● **Extract**:
Islamic marriage advice and family advice

Arranged marriage proposal

Assalamuwalikum dear friends

I am in a very difficult situation. Please help me with ur opinions please..

I am an unmarried girl, working as an engineer in an MNC, I got a marriage proposal last year, it was the first marriage proposal n I saw pic of the guy and liked him instantly, somuch tat I started dreaming about him day n night, his parents came down with their relatives to see me and liked me, then they made us both meet in a shopping mall in there presence, I fell in love even deeper after seeing him n knowing him, we started chatting on FB and WhatsApp, Al of sudden after 1 week of chat he spoke to his mother that he likes me n wanna marry me she said ok fine.

But d very next day guy's mom changed her mind overnight , she was against it now, saying I don't like d girl's family, I was broken n shattered he said he can't go against his parents n we broke up in just a week

After that I was depressed I couldn't just let him go, I called him after 2 days and cried that "can't u convince them? I just can't live without u" he was depressed too he told he loves me too but his mom is very adamant she can't be convinced, so we decided to let it go. My depression continued I was crying day n night in pain that my dream was not fulfilled by Allah.

● **Entries from a pointing dataset**:
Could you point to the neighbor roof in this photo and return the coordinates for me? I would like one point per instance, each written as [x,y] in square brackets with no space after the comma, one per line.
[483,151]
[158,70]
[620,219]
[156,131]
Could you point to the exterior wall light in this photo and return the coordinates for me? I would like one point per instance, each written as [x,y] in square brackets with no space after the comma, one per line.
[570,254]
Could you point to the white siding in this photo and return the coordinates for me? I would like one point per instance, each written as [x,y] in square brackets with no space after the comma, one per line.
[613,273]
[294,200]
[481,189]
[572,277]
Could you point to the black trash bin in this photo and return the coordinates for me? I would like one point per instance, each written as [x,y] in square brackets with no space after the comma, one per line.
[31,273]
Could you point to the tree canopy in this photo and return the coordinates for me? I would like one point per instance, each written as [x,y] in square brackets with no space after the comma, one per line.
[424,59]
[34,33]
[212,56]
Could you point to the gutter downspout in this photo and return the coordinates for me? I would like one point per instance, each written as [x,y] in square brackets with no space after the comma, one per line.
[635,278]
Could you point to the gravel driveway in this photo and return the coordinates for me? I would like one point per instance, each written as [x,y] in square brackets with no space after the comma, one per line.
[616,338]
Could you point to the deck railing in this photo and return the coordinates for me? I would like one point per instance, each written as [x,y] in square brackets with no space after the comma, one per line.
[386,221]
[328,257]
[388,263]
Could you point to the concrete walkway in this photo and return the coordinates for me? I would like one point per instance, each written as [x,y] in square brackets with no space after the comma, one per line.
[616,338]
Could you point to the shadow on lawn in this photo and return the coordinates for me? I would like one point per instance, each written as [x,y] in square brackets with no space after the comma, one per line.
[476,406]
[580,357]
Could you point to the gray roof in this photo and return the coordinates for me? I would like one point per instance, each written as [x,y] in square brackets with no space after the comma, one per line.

● **Exercise instructions**:
[A] Echo the marriage proposal post verbatim, starting at "Assalamuwalikum dear friends" and ending at "said ok fine.".
[B] According to the marriage proposal post, where did the writer and the man first meet in the presence of his parents?
The data bear no relation to the marriage proposal post.

● **Answers to the exercises**:
[A]
Assalamuwalikum dear friends

I am in a very difficult situation. Please help me with ur opinions please..

I am an unmarried girl, working as an engineer in an MNC, I got a marriage proposal last year, it was the first marriage proposal n I saw pic of the guy and liked him instantly, somuch tat I started dreaming about him day n night, his parents came down with their relatives to see me and liked me, then they made us both meet in a shopping mall in there presence, I fell in love even deeper after seeing him n knowing him, we started chatting on FB and WhatsApp, Al of sudden after 1 week of chat he spoke to his mother that he likes me n wanna marry me she said ok fine.

[B] In a shopping mall.